## QUOTED PASSAGE
········

Pre-Approval Policies and Procedures

 

The Audit Committee Charter provides that the Audit Committee is responsible for the appointment, compensation, retention and oversight of the independent public accountants, and pre-approves all audit services and permissible non-audit services to be provided to the Company by the independent public accountants. The Audit Committee may, in its discretion, delegate the authority to pre-approve all audit services and permissible non-audit services to the Chairman of the Audit Committee provided the Chairman reports any delegated pre-approvals to the Audit Committee at the next meeting thereof. The Audit Committee has not, however, adopted any specific policies and procedures for the engagement of non-audit services. For 2010 and 2011, all of the services related to amounts billed by the Company’s external accountants were pre-approved by the Audit Committee.

········

## SHORT PROBLEM 1
In the pre-approval policies passage, to whom may the Audit Committee delegate the authority to pre-approve audit and permissible non-audit services?
## SHORT PROBLEM 2
Return the section of the pre-approval policies passage starting with "The Audit Committee Charter" and going on through "the Audit Committee.".
## SHORT PROBLEM 3
Resume the pre-approval policies passage from the point where it stops.

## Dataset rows
········

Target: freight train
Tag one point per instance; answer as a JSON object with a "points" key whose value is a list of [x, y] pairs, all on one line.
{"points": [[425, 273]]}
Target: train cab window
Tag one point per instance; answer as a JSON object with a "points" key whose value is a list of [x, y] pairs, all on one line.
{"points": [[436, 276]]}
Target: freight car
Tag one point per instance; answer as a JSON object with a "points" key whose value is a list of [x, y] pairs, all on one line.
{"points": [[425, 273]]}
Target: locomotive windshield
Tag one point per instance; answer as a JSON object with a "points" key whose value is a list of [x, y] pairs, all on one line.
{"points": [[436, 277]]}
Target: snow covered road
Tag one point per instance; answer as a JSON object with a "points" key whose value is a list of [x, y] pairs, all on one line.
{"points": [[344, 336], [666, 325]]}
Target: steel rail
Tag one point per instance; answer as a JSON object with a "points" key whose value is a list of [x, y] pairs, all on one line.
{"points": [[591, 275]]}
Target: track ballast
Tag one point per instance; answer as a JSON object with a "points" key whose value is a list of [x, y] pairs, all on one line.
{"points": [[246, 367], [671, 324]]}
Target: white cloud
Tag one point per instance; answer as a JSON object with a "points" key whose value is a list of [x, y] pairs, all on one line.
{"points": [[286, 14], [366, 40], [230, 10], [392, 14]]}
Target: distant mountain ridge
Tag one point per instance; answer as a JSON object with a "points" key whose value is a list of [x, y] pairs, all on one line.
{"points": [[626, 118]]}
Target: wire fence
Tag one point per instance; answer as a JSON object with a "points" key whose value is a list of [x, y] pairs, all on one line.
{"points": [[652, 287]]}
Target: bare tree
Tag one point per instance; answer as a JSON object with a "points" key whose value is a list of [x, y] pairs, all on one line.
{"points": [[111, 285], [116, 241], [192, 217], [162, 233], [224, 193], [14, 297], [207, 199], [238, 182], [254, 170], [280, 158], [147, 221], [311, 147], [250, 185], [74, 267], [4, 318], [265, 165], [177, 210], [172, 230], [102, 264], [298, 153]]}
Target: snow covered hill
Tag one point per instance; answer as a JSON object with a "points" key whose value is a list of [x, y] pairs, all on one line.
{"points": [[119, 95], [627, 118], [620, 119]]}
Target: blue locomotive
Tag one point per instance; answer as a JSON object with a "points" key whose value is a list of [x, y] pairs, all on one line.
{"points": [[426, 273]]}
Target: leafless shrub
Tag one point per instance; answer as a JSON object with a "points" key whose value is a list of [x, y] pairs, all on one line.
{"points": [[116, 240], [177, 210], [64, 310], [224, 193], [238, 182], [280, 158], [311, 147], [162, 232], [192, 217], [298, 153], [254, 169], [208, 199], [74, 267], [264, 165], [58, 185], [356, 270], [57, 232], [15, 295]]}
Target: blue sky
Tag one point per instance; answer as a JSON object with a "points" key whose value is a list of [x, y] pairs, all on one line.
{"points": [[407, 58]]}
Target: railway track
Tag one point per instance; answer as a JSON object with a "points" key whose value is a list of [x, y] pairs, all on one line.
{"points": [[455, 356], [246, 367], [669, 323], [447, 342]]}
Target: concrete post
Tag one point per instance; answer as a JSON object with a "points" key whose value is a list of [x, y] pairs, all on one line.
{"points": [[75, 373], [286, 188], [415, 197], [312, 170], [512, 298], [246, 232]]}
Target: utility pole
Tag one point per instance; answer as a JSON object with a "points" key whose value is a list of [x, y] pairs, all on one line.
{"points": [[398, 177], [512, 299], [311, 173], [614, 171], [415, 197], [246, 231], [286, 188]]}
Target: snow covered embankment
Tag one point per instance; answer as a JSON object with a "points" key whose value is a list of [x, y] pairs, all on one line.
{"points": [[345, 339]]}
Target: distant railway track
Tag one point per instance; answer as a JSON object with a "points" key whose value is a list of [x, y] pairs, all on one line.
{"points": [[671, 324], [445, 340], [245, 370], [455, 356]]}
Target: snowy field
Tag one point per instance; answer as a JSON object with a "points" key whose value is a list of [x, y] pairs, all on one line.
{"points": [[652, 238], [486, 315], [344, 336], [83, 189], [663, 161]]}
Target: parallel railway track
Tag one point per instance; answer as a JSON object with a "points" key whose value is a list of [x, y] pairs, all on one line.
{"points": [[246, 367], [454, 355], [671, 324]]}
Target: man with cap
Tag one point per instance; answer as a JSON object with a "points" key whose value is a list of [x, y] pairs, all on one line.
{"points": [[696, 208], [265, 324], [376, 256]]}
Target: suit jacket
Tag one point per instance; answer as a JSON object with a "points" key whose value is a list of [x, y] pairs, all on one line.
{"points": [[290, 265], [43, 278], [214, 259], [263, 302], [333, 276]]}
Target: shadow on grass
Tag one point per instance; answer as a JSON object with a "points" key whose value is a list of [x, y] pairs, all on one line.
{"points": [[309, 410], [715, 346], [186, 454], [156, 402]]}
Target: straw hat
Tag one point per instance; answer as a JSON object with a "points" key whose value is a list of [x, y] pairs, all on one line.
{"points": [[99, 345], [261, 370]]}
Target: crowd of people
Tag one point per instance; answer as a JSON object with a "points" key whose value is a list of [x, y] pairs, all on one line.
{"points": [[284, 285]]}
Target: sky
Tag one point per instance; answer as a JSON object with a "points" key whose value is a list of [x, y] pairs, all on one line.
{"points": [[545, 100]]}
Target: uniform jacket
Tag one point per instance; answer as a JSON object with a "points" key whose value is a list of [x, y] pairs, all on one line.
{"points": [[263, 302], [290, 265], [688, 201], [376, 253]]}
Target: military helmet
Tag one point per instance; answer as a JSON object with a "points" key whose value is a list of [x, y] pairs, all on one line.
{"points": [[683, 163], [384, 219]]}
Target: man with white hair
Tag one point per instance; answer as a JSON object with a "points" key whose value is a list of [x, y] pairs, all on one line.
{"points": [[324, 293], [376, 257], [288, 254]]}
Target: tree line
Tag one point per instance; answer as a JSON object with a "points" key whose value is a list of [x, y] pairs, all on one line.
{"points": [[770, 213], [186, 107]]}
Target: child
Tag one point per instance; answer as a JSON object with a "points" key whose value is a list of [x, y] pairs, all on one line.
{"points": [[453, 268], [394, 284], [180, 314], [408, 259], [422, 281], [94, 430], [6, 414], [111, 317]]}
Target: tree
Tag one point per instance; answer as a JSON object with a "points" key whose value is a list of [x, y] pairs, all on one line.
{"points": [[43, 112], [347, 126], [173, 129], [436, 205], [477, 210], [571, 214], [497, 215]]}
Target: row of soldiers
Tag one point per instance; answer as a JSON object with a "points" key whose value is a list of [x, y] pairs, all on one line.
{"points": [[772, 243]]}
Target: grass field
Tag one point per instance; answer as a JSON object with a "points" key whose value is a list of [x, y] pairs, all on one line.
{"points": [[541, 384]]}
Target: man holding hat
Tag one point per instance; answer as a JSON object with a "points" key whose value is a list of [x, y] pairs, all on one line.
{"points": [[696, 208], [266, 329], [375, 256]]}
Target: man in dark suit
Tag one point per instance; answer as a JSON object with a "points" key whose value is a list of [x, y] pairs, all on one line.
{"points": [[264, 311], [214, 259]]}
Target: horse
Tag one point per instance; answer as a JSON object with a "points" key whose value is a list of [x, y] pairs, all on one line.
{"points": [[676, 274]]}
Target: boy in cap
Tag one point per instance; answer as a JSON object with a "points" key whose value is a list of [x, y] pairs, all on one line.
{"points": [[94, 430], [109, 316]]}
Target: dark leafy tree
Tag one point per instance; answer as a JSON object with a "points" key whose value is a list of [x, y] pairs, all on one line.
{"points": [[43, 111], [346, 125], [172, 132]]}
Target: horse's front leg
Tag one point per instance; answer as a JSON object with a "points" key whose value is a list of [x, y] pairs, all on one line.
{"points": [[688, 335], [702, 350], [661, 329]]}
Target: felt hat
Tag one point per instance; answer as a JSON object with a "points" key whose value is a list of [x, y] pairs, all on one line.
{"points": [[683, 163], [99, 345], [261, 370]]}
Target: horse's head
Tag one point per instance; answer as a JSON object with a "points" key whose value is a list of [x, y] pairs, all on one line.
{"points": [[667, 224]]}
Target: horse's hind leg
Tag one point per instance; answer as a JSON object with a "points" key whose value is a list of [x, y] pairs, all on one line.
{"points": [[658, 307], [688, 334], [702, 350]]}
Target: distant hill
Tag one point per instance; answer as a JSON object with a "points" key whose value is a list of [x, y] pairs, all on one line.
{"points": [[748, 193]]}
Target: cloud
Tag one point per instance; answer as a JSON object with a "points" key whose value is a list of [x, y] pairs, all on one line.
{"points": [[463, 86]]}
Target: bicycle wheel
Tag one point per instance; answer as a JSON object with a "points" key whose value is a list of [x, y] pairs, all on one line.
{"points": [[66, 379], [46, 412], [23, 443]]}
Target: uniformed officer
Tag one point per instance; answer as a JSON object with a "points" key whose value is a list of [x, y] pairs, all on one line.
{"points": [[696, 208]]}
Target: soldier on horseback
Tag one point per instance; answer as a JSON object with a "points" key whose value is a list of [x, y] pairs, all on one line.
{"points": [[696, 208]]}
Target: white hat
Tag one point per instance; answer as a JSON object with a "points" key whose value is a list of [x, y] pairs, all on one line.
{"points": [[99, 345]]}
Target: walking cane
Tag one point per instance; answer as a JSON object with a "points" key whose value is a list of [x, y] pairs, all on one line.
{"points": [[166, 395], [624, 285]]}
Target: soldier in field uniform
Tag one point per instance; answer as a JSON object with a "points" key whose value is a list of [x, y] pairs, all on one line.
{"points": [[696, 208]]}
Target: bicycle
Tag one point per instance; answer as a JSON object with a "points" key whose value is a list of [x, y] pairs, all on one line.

········

## TASK RESULT 1
The Chairman of the Audit Committee.

## TASK RESULT 2
The Audit Committee Charter provides that the Audit Committee is responsible for the appointment, compensation, retention and oversight of the independent public accountants, and pre-approves all audit services and permissible non-audit services to be provided to the Company by the independent public accountants. The Audit Committee may, in its discretion, delegate the authority to pre-approve all audit services and permissible non-audit services to the Chairman of the Audit Committee provided the Chairman reports any delegated pre-approvals to the Audit Committee at the next meeting thereof. The Audit Committee has not, however, adopted any specific policies and procedures for the engagement of non-audit services. For 2010 and 2011, all of the services related to amounts billed by the Company’s external accountants were pre-approved by the Audit Committee.

## TASK RESULT 3
 

Report on Audited Financial Statements

 

The Audit Committee reviewed and discussed with management and the Company’s independent auditors the audited consolidated financial statements included in the Company’s Annual Report on Form 10-K for the year ended December 31, 2011. In addition, the Audit Committee has discussed with the Company’s independent auditors the matters required to be discussed by Statement on Auditing Standards No. 61 (Communication with Audit Committees), as modified by Statement on Auditing Standards No. 90 (Audit Committee Communications). The Audit Committee has also received the written disclosures and the letter from the Company’s independent auditors required by Independence Standards Board Standard No. 1 (Independence Discussions with Audit Committees) and has discussed with the Company’s independent auditors that audit firm’s independence from the Company and its management. Based on the review and discussions, the Audit Committee recommended to the Board that the audited financial statements be included in the Annual Report on Form 10-K for the year ended December 31, 2011, for filing with the SEC.

 

 

Audit Committee of the Board
William J. Krysiak, Chairman
Rodney D. Knutson
Herrick K. Lidstone, Jr.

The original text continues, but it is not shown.